== DATA PROVIDED
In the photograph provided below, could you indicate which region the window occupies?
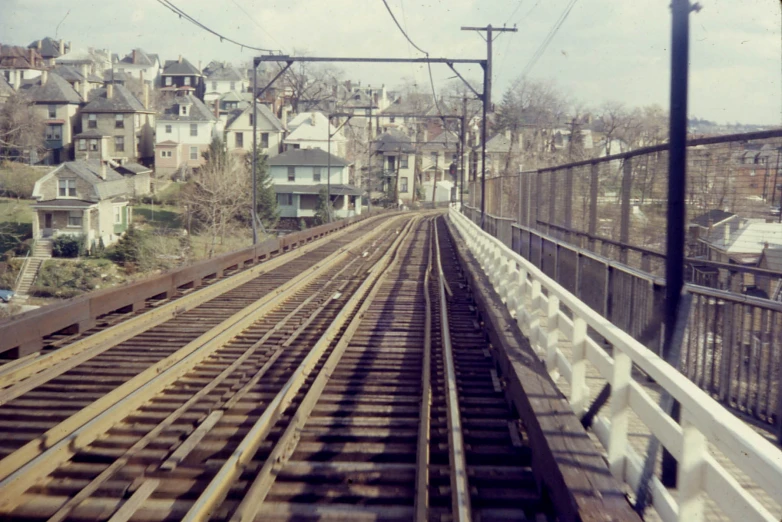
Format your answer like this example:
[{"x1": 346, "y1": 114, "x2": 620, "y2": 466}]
[
  {"x1": 277, "y1": 193, "x2": 293, "y2": 206},
  {"x1": 184, "y1": 76, "x2": 191, "y2": 86},
  {"x1": 248, "y1": 114, "x2": 254, "y2": 126},
  {"x1": 68, "y1": 211, "x2": 82, "y2": 227},
  {"x1": 114, "y1": 136, "x2": 125, "y2": 152},
  {"x1": 190, "y1": 146, "x2": 198, "y2": 160},
  {"x1": 114, "y1": 206, "x2": 122, "y2": 224},
  {"x1": 287, "y1": 167, "x2": 295, "y2": 182},
  {"x1": 190, "y1": 123, "x2": 198, "y2": 137},
  {"x1": 235, "y1": 132, "x2": 244, "y2": 148},
  {"x1": 88, "y1": 114, "x2": 97, "y2": 128},
  {"x1": 261, "y1": 132, "x2": 269, "y2": 148},
  {"x1": 48, "y1": 104, "x2": 56, "y2": 118},
  {"x1": 212, "y1": 81, "x2": 217, "y2": 90},
  {"x1": 165, "y1": 124, "x2": 172, "y2": 134},
  {"x1": 59, "y1": 179, "x2": 77, "y2": 197},
  {"x1": 165, "y1": 76, "x2": 172, "y2": 86},
  {"x1": 115, "y1": 114, "x2": 124, "y2": 128},
  {"x1": 292, "y1": 144, "x2": 300, "y2": 150},
  {"x1": 45, "y1": 125, "x2": 62, "y2": 140},
  {"x1": 180, "y1": 105, "x2": 188, "y2": 116},
  {"x1": 78, "y1": 139, "x2": 86, "y2": 151},
  {"x1": 430, "y1": 152, "x2": 438, "y2": 164},
  {"x1": 389, "y1": 117, "x2": 395, "y2": 123},
  {"x1": 400, "y1": 155, "x2": 408, "y2": 169},
  {"x1": 400, "y1": 177, "x2": 409, "y2": 193},
  {"x1": 89, "y1": 139, "x2": 99, "y2": 151},
  {"x1": 313, "y1": 167, "x2": 321, "y2": 182},
  {"x1": 230, "y1": 81, "x2": 235, "y2": 90},
  {"x1": 160, "y1": 150, "x2": 172, "y2": 158}
]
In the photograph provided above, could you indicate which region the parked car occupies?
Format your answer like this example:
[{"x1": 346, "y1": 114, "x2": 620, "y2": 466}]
[
  {"x1": 0, "y1": 289, "x2": 14, "y2": 303},
  {"x1": 770, "y1": 205, "x2": 781, "y2": 216}
]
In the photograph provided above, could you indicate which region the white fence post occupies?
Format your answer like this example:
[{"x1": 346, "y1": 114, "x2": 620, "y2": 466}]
[
  {"x1": 569, "y1": 316, "x2": 589, "y2": 415},
  {"x1": 545, "y1": 295, "x2": 560, "y2": 380},
  {"x1": 608, "y1": 349, "x2": 632, "y2": 479},
  {"x1": 677, "y1": 408, "x2": 707, "y2": 522},
  {"x1": 529, "y1": 279, "x2": 543, "y2": 354}
]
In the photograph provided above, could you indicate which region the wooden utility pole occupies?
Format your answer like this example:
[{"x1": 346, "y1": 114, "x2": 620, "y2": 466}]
[
  {"x1": 461, "y1": 24, "x2": 517, "y2": 228},
  {"x1": 461, "y1": 96, "x2": 467, "y2": 210}
]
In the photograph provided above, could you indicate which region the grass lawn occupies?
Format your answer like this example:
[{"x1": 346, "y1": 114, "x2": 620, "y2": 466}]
[
  {"x1": 134, "y1": 204, "x2": 182, "y2": 229},
  {"x1": 0, "y1": 197, "x2": 33, "y2": 224}
]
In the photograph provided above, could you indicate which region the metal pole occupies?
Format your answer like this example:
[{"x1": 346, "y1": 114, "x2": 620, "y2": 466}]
[
  {"x1": 460, "y1": 97, "x2": 467, "y2": 211},
  {"x1": 327, "y1": 119, "x2": 332, "y2": 223},
  {"x1": 480, "y1": 25, "x2": 492, "y2": 229},
  {"x1": 367, "y1": 105, "x2": 373, "y2": 214},
  {"x1": 251, "y1": 64, "x2": 258, "y2": 244},
  {"x1": 662, "y1": 0, "x2": 696, "y2": 488}
]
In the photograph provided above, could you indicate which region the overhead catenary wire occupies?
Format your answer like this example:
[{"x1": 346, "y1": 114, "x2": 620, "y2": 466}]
[
  {"x1": 228, "y1": 0, "x2": 286, "y2": 52},
  {"x1": 156, "y1": 0, "x2": 280, "y2": 54},
  {"x1": 517, "y1": 0, "x2": 579, "y2": 81}
]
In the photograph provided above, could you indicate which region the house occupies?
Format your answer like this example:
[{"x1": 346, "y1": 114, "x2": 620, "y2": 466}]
[
  {"x1": 215, "y1": 91, "x2": 253, "y2": 117},
  {"x1": 284, "y1": 112, "x2": 347, "y2": 158},
  {"x1": 28, "y1": 38, "x2": 70, "y2": 66},
  {"x1": 112, "y1": 49, "x2": 161, "y2": 86},
  {"x1": 30, "y1": 160, "x2": 149, "y2": 249},
  {"x1": 155, "y1": 94, "x2": 219, "y2": 177},
  {"x1": 373, "y1": 129, "x2": 416, "y2": 204},
  {"x1": 268, "y1": 149, "x2": 363, "y2": 221},
  {"x1": 203, "y1": 63, "x2": 246, "y2": 103},
  {"x1": 420, "y1": 130, "x2": 460, "y2": 203},
  {"x1": 52, "y1": 64, "x2": 103, "y2": 99},
  {"x1": 0, "y1": 45, "x2": 46, "y2": 89},
  {"x1": 76, "y1": 83, "x2": 156, "y2": 165},
  {"x1": 485, "y1": 131, "x2": 523, "y2": 178},
  {"x1": 728, "y1": 144, "x2": 780, "y2": 200},
  {"x1": 224, "y1": 103, "x2": 285, "y2": 157},
  {"x1": 758, "y1": 245, "x2": 782, "y2": 301},
  {"x1": 161, "y1": 56, "x2": 204, "y2": 99},
  {"x1": 55, "y1": 47, "x2": 112, "y2": 78},
  {"x1": 20, "y1": 71, "x2": 83, "y2": 164}
]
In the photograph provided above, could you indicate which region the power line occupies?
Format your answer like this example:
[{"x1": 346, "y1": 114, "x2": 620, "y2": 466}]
[
  {"x1": 156, "y1": 0, "x2": 280, "y2": 54},
  {"x1": 517, "y1": 0, "x2": 579, "y2": 81},
  {"x1": 504, "y1": 0, "x2": 525, "y2": 26},
  {"x1": 228, "y1": 0, "x2": 286, "y2": 52}
]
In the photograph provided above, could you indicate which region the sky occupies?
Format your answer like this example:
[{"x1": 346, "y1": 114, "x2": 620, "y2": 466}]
[{"x1": 2, "y1": 0, "x2": 780, "y2": 125}]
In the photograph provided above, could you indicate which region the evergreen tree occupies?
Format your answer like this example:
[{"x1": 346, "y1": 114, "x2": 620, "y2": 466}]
[
  {"x1": 248, "y1": 150, "x2": 280, "y2": 231},
  {"x1": 495, "y1": 89, "x2": 523, "y2": 133},
  {"x1": 202, "y1": 136, "x2": 228, "y2": 169},
  {"x1": 314, "y1": 188, "x2": 330, "y2": 225}
]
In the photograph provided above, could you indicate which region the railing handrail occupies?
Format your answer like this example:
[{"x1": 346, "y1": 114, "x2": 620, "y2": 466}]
[
  {"x1": 12, "y1": 239, "x2": 35, "y2": 292},
  {"x1": 450, "y1": 207, "x2": 782, "y2": 522}
]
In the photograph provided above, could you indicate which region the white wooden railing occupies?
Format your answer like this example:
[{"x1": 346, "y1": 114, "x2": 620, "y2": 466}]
[{"x1": 448, "y1": 208, "x2": 782, "y2": 522}]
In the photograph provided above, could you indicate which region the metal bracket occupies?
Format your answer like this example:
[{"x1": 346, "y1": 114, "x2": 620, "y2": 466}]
[{"x1": 446, "y1": 62, "x2": 483, "y2": 101}]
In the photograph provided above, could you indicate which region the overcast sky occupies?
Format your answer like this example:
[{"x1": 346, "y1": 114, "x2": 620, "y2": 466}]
[{"x1": 3, "y1": 0, "x2": 780, "y2": 125}]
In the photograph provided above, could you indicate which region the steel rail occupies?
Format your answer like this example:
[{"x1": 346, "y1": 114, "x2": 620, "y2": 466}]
[
  {"x1": 435, "y1": 216, "x2": 472, "y2": 521},
  {"x1": 414, "y1": 220, "x2": 435, "y2": 521},
  {"x1": 42, "y1": 243, "x2": 379, "y2": 522},
  {"x1": 183, "y1": 217, "x2": 419, "y2": 521},
  {"x1": 0, "y1": 213, "x2": 388, "y2": 392},
  {"x1": 0, "y1": 216, "x2": 408, "y2": 512}
]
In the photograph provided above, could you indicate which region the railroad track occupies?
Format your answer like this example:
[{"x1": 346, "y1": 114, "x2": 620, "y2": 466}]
[{"x1": 0, "y1": 214, "x2": 554, "y2": 521}]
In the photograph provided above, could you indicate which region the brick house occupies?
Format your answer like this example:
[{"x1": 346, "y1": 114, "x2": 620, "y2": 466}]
[{"x1": 161, "y1": 56, "x2": 204, "y2": 100}]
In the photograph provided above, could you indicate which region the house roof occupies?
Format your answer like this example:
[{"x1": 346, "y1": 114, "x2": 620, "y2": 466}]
[
  {"x1": 268, "y1": 148, "x2": 348, "y2": 167},
  {"x1": 33, "y1": 160, "x2": 131, "y2": 203},
  {"x1": 28, "y1": 37, "x2": 65, "y2": 59},
  {"x1": 163, "y1": 57, "x2": 201, "y2": 76},
  {"x1": 0, "y1": 44, "x2": 45, "y2": 69},
  {"x1": 56, "y1": 47, "x2": 103, "y2": 65},
  {"x1": 711, "y1": 222, "x2": 782, "y2": 257},
  {"x1": 155, "y1": 140, "x2": 179, "y2": 147},
  {"x1": 52, "y1": 64, "x2": 102, "y2": 84},
  {"x1": 117, "y1": 49, "x2": 159, "y2": 67},
  {"x1": 273, "y1": 183, "x2": 364, "y2": 196},
  {"x1": 74, "y1": 130, "x2": 110, "y2": 138},
  {"x1": 21, "y1": 73, "x2": 82, "y2": 104},
  {"x1": 423, "y1": 130, "x2": 459, "y2": 150},
  {"x1": 33, "y1": 199, "x2": 95, "y2": 208},
  {"x1": 103, "y1": 70, "x2": 135, "y2": 83},
  {"x1": 375, "y1": 129, "x2": 415, "y2": 154},
  {"x1": 205, "y1": 65, "x2": 243, "y2": 81},
  {"x1": 225, "y1": 104, "x2": 284, "y2": 131},
  {"x1": 82, "y1": 84, "x2": 150, "y2": 113},
  {"x1": 286, "y1": 112, "x2": 344, "y2": 143},
  {"x1": 115, "y1": 162, "x2": 152, "y2": 175},
  {"x1": 486, "y1": 132, "x2": 516, "y2": 153},
  {"x1": 158, "y1": 94, "x2": 216, "y2": 122},
  {"x1": 690, "y1": 209, "x2": 736, "y2": 228}
]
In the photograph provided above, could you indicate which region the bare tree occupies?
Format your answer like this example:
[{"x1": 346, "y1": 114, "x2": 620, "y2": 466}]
[
  {"x1": 0, "y1": 92, "x2": 44, "y2": 162},
  {"x1": 181, "y1": 152, "x2": 250, "y2": 258}
]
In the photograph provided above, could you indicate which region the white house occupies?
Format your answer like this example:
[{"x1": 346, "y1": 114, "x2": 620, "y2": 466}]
[
  {"x1": 284, "y1": 112, "x2": 347, "y2": 158},
  {"x1": 112, "y1": 49, "x2": 161, "y2": 86},
  {"x1": 224, "y1": 104, "x2": 285, "y2": 157},
  {"x1": 268, "y1": 149, "x2": 363, "y2": 220},
  {"x1": 203, "y1": 63, "x2": 247, "y2": 103},
  {"x1": 374, "y1": 129, "x2": 416, "y2": 204},
  {"x1": 155, "y1": 94, "x2": 219, "y2": 176}
]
====
= TRY IT =
Identify each line of the material where the word "white" shows up, and copy it.

= THE COMPLETED TASK =
In the photograph provided above, could you indicate which region the white fence post occupies?
In the photograph provided above, could you indicate which region the white wooden railing occupies?
In the photograph provided above, could you indicate which region the white house occupies?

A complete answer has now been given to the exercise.